*** GIVEN INFORMATION
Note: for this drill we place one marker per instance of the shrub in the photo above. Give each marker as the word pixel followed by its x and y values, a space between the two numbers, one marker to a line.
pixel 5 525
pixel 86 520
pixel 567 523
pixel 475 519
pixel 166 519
******
■ **WHAT YOU NEED TO DO**:
Rewrite the records, changing every "marker" to "point" and keeping everything else the same.

■ **EXPECTED ANSWER**:
Note: for this drill we place one point per instance of the shrub in the photo above. Give each point as the word pixel followed by its x and y values, a space between the two numbers, one point to a line.
pixel 5 525
pixel 86 520
pixel 567 523
pixel 475 519
pixel 166 519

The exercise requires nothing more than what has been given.